◆ Aim of the task: Lines in the listing below that hold "beige" are the ones to copy.

◆ Data for analysis:

--*--

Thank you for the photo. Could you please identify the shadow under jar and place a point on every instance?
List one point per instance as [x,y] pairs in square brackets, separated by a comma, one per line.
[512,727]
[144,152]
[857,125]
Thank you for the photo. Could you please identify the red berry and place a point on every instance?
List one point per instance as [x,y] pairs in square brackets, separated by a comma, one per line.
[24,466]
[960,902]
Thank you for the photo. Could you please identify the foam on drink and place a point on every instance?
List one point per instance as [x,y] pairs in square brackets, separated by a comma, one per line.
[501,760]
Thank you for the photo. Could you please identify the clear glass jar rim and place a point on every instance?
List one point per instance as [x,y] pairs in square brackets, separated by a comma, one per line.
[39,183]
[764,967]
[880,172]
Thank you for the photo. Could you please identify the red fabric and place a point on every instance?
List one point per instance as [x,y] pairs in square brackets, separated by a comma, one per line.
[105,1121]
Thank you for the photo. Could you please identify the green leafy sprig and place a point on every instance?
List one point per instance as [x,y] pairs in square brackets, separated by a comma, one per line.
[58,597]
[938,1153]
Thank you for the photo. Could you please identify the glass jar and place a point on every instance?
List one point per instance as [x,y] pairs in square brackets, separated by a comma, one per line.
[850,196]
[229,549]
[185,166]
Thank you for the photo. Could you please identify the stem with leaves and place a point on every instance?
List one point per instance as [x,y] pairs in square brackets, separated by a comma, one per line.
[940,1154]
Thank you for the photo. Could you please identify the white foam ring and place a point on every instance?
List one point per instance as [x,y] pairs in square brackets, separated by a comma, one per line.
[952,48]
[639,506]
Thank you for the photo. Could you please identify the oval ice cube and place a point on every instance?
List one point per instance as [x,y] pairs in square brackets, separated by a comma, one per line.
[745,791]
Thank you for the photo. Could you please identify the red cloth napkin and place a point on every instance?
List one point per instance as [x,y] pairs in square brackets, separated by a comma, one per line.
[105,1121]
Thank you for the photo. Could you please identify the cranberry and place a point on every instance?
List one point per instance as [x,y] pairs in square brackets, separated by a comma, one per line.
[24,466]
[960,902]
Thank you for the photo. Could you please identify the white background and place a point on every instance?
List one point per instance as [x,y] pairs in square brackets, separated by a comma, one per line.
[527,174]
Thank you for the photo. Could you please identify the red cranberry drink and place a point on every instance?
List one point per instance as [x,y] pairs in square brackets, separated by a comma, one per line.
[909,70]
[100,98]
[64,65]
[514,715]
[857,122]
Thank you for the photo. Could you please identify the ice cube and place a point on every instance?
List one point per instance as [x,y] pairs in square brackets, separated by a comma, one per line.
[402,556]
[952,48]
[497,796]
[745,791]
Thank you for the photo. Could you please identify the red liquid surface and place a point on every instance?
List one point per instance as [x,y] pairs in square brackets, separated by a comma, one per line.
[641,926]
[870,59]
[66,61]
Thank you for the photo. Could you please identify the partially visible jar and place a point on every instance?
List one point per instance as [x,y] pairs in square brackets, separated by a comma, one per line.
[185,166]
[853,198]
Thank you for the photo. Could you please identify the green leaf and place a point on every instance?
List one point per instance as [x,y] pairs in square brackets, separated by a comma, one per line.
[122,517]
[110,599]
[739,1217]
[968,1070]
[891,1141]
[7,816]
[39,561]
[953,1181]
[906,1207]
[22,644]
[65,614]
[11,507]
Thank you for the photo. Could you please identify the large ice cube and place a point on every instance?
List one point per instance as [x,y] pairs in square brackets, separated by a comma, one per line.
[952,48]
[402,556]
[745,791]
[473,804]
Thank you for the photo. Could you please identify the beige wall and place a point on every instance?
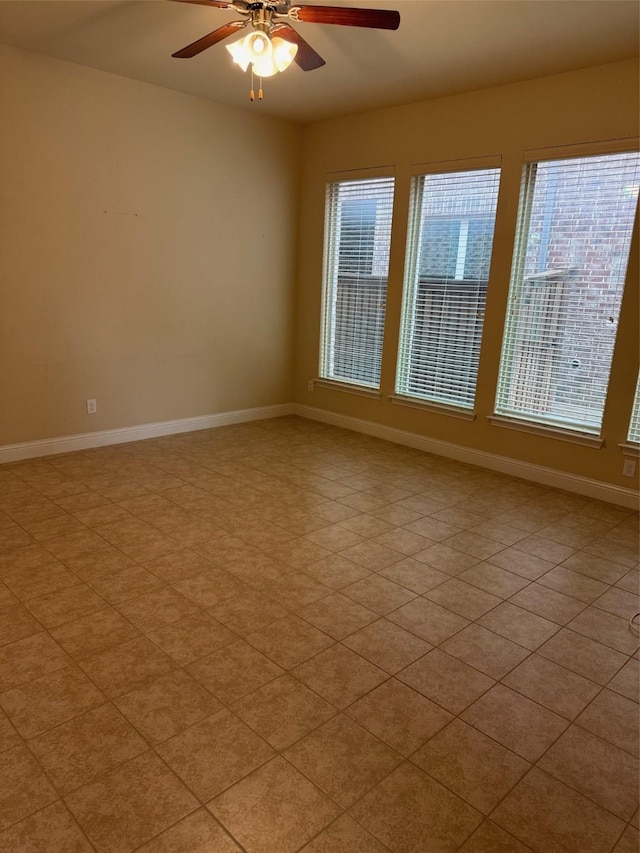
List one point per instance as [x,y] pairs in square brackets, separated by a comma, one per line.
[144,259]
[585,106]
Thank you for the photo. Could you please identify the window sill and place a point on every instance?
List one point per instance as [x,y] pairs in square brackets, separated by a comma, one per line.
[360,390]
[438,408]
[629,448]
[548,431]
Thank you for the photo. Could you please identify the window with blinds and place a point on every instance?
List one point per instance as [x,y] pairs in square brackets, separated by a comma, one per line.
[634,425]
[447,269]
[356,264]
[572,247]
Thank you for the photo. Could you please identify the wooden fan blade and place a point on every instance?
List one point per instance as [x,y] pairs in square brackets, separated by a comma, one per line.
[306,57]
[380,19]
[217,4]
[209,40]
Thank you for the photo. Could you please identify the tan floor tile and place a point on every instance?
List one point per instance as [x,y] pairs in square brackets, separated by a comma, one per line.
[126,666]
[402,540]
[99,563]
[215,753]
[131,804]
[343,759]
[552,686]
[340,675]
[168,705]
[607,629]
[515,721]
[126,584]
[295,590]
[210,588]
[521,626]
[275,808]
[335,571]
[410,811]
[613,718]
[289,641]
[78,751]
[446,680]
[494,580]
[547,815]
[582,655]
[490,838]
[471,765]
[51,830]
[595,768]
[344,836]
[40,580]
[547,549]
[46,702]
[248,612]
[595,567]
[387,645]
[191,638]
[234,671]
[30,658]
[414,575]
[94,633]
[548,603]
[428,620]
[463,599]
[24,788]
[337,615]
[155,610]
[446,559]
[197,833]
[619,602]
[432,529]
[629,841]
[66,605]
[627,680]
[486,651]
[574,585]
[518,563]
[16,623]
[24,559]
[283,711]
[399,716]
[372,555]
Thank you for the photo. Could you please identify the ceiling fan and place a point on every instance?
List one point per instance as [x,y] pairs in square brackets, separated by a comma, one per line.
[272,43]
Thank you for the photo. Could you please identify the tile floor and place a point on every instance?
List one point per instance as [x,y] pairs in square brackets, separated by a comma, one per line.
[283,637]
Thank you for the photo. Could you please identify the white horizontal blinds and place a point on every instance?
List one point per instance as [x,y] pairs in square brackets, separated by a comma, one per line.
[634,426]
[356,265]
[448,258]
[574,233]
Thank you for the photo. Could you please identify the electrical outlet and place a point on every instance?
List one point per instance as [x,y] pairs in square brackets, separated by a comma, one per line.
[629,468]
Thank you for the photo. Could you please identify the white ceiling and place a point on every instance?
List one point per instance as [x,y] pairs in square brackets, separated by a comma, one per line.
[442,47]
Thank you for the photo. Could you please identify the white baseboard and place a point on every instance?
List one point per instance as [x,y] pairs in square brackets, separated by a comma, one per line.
[87,440]
[503,464]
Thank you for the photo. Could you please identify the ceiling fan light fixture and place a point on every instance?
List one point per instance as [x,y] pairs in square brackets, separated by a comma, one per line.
[284,52]
[239,53]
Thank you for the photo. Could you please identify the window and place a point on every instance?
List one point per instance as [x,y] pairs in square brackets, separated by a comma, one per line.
[574,231]
[447,270]
[634,426]
[356,264]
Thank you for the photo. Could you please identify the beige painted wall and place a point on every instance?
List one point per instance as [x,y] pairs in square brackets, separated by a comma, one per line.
[585,106]
[144,260]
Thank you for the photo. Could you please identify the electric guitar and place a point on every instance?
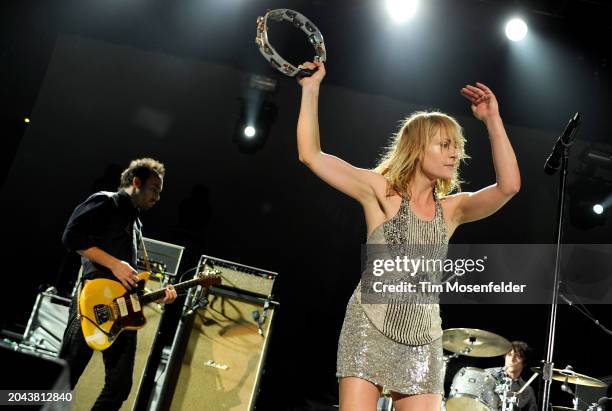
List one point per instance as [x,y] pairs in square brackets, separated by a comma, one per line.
[106,308]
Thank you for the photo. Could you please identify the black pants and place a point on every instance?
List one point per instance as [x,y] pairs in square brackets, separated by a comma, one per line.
[118,362]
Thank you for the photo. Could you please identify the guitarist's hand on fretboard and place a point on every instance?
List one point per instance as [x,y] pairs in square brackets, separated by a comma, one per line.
[125,274]
[169,297]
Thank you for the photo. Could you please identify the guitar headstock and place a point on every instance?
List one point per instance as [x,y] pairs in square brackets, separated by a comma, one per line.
[208,277]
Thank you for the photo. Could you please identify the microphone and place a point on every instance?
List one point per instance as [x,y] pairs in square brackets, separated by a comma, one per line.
[553,162]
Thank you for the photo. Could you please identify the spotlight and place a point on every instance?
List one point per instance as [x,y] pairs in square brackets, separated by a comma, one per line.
[401,10]
[249,131]
[598,209]
[516,29]
[588,202]
[253,125]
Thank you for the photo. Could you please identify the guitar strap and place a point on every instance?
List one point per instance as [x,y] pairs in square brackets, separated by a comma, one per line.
[145,255]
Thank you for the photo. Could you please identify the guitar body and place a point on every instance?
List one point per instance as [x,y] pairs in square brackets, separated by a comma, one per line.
[107,309]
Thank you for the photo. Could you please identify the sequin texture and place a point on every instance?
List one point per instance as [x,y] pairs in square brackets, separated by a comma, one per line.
[365,352]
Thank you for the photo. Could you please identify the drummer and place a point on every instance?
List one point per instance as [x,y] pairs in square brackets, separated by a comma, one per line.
[515,363]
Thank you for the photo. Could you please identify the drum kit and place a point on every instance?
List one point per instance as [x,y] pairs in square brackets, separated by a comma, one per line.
[475,389]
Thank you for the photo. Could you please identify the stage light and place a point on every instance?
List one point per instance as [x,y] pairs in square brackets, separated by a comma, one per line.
[402,10]
[249,131]
[253,125]
[516,29]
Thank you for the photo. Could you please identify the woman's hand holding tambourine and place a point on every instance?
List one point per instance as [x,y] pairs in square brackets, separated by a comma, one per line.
[316,78]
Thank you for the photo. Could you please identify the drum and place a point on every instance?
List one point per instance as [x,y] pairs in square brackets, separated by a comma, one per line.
[473,389]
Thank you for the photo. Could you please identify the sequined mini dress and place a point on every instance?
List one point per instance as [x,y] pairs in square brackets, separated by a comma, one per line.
[397,347]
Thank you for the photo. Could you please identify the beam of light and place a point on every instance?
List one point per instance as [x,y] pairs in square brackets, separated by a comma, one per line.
[516,29]
[249,131]
[401,10]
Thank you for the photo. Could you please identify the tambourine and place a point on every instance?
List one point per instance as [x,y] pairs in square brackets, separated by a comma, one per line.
[299,21]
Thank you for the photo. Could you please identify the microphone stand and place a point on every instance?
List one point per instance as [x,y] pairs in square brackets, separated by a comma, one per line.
[547,367]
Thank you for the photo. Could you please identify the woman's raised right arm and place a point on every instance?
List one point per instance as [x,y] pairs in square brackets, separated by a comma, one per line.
[356,182]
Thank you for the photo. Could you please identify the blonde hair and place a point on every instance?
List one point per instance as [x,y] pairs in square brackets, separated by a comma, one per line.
[401,159]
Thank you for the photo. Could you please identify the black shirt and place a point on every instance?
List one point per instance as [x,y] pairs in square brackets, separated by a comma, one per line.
[108,221]
[527,400]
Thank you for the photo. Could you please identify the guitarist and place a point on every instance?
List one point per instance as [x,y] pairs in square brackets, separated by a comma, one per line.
[105,231]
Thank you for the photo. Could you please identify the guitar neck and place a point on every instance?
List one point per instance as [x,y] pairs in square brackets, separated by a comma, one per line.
[156,295]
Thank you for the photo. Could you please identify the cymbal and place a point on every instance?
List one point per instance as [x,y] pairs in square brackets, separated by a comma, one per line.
[573,377]
[473,342]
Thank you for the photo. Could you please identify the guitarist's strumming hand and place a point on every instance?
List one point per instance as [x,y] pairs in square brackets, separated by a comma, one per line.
[125,274]
[169,297]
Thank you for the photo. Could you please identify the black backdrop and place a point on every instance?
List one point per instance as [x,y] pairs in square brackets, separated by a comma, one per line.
[104,102]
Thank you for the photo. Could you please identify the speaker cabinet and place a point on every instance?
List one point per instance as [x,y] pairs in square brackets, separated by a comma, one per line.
[92,380]
[223,362]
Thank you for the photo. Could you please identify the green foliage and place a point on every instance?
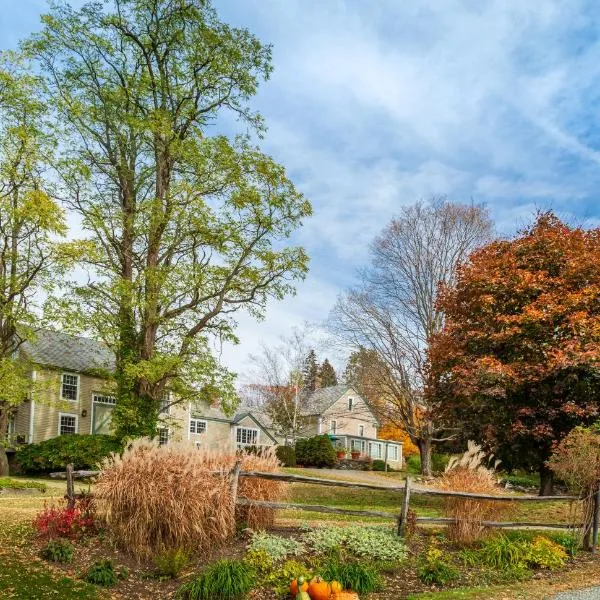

--*--

◆ Answer to the exercise:
Thank you for the photo. Could you please identify the beige wall and place a point on every instance?
Thank you for the photo. Could you please identify the beige painted wall and place a point on every instance?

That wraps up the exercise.